3 Steps To Take If Your Child Has A Severe Egg Allergy
An allergy can cause a variety of symptoms, such as hives, rashes, wheezing, a runny nose, sneezing, stomach pain, nausea, diarrhea, and even anaphylaxis. If your child experiences any of these symptoms after consuming eggs directly or dishes or baked goods made with eggs, he or she may be allergic to eggs. Take the following steps when your child has an egg allergy:
Visit an Allergist
Even when you're pretty sure that your child can tolerate eggs, it is important to see an allergist for an allergy test. An allergist typically uses a skin-prick test or a blood test to determine if a child is allergic to a specific thing. During a skin-prick test, a very small amount of a liquid containing egg protein will be placed on your child's skin and then the skin will be pricked with a needle to allow the liquid to enter the body. If your child is indeed allergic to eggs, he or she the skin will likely become raised and red within a short amount of time. A blood allergy test involves drawing a small amount of blood and sending it to a lab to see if there are antibodies present for egg protein.

- **Activity list**
- A) Answer these questions from the egg allergy article:
(i) Besides eggs eaten directly, what foods made with eggs does the article say might bring on symptoms?
(ii) Which two tests does an allergist typically use?
(iii) In a blood allergy test, what does the lab check for?
- B) Pick up the egg allergy article right after its last sentence and continue writing it.

(Phrase grounding data)
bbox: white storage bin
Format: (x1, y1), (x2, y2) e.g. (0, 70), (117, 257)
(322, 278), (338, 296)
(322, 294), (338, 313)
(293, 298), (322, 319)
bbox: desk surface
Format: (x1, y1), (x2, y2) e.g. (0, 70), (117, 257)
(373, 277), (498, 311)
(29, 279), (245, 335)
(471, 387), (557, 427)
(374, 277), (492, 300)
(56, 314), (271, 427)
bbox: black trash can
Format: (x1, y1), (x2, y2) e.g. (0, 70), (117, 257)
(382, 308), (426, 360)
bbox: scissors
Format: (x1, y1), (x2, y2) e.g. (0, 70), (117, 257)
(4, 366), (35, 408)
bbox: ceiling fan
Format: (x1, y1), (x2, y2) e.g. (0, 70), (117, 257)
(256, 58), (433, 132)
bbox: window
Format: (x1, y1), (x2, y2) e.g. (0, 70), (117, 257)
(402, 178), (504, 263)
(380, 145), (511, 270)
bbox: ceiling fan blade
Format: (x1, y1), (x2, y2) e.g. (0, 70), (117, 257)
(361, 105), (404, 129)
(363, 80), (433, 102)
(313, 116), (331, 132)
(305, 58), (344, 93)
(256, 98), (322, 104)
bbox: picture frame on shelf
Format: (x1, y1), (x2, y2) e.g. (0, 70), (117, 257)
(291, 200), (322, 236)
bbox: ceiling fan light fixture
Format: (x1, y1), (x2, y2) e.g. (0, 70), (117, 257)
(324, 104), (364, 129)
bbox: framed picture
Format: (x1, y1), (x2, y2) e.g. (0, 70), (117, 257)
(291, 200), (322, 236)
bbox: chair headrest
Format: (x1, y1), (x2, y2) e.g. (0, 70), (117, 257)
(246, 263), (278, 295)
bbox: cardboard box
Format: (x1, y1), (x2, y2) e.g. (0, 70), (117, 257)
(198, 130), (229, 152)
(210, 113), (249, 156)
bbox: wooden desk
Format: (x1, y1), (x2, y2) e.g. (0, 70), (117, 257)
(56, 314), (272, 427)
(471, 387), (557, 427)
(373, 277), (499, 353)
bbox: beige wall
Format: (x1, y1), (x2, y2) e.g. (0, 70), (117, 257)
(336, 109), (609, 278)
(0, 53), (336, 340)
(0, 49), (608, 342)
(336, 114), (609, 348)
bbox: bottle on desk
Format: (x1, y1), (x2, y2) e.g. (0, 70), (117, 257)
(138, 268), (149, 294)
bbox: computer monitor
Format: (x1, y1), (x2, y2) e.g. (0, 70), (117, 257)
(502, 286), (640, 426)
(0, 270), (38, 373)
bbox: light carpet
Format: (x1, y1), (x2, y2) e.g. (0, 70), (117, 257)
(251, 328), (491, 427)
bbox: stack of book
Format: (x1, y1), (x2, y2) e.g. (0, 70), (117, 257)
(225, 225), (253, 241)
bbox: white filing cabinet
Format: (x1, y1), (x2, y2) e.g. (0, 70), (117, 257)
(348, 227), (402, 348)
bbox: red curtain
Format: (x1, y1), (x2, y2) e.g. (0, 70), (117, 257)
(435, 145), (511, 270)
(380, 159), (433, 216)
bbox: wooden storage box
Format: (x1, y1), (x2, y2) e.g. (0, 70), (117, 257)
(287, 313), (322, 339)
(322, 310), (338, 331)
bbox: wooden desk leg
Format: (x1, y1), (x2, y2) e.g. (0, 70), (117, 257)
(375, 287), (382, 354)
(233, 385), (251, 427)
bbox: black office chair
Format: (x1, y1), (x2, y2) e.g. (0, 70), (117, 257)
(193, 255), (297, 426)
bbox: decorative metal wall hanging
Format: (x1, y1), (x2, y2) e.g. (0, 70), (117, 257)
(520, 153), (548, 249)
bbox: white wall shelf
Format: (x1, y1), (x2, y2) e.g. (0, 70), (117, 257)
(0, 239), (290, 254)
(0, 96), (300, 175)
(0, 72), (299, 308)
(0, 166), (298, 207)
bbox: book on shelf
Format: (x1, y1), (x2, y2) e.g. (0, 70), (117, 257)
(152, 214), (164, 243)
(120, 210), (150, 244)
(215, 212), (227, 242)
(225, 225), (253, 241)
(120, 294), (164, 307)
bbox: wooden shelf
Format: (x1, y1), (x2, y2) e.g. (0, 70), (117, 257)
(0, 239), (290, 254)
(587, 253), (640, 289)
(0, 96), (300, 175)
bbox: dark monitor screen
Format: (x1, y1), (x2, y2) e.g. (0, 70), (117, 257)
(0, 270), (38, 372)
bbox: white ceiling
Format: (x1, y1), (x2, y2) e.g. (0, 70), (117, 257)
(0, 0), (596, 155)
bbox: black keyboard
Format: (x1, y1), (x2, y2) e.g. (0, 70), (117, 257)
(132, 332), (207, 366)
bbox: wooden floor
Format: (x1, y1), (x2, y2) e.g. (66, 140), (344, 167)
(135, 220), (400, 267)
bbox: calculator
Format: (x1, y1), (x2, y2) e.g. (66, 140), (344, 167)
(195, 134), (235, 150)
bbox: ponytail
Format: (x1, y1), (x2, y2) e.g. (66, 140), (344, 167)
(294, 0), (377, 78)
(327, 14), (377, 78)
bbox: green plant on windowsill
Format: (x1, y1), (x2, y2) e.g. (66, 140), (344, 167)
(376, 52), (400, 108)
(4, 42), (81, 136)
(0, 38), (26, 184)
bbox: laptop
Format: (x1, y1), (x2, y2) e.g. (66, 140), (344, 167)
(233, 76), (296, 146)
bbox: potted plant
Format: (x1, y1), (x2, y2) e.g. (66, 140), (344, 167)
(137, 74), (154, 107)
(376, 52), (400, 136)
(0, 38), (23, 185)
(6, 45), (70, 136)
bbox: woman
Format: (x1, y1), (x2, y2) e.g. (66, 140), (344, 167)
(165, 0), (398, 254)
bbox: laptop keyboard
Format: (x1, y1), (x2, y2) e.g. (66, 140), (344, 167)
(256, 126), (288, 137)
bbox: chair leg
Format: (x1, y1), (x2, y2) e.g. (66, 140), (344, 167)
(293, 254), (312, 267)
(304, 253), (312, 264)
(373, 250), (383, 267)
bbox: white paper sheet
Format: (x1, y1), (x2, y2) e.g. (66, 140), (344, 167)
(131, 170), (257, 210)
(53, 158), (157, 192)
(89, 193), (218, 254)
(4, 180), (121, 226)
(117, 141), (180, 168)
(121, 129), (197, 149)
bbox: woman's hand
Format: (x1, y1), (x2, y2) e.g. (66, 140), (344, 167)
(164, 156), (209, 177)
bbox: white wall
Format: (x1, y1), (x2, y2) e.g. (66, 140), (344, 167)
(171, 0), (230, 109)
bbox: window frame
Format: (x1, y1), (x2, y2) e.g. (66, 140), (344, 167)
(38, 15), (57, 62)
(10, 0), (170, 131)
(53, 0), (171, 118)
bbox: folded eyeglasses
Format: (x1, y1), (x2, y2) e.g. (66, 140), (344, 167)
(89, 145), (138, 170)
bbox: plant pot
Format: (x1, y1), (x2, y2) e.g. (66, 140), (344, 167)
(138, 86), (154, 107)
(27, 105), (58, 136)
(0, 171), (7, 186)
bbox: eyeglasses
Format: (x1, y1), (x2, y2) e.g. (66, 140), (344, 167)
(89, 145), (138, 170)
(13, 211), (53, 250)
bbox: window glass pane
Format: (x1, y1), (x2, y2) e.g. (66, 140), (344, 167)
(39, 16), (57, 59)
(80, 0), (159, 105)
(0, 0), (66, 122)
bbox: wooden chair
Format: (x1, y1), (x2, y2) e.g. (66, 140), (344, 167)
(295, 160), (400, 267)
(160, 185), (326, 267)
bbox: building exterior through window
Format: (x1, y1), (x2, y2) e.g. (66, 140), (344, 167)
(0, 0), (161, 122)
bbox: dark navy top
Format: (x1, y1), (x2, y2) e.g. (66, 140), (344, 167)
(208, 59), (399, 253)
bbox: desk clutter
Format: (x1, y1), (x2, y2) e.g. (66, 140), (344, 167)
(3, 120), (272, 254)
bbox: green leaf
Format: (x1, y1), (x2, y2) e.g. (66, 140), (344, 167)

- **Answers to each task**
- A)
(i) Dishes or baked goods made with eggs.
(ii) A skin-prick test or a blood test.
(iii) Whether antibodies for egg protein are present.

- B)
Begin Reading Labels
When your child has an egg allergy, it is usually not enough to just stop making scrambled eggs for breakfast. Eggs are ingredients in many things, from baked goods to processed foods, sauces, and condiments. It will be very important to begin to look closely at the labels of food you purchase for your child to eat so you can determine whether or not eggs are an ingredient. It is a good idea to check labels every time you buy something-- recipes change often, and a product that used to be egg-free can begin to contain eggs at any time.
Keep an Epinephrine Auto-Injector Handy
While anaphylaxis is not one of the most common symptoms a child experiences when he or she has an egg allergy, it can be very dangerous and life threatening if it occurs. If your child's allergist determines that your child has a severe allergy to eggs, he or she may prescribe a epinephrine auto-injector, commonly called an epi pen. Make sure you fill the prescription promptly, and keep one at school or day care as well in case you child ever experiences extreme difficulty breathing after accidentally ingesting something made with eggs.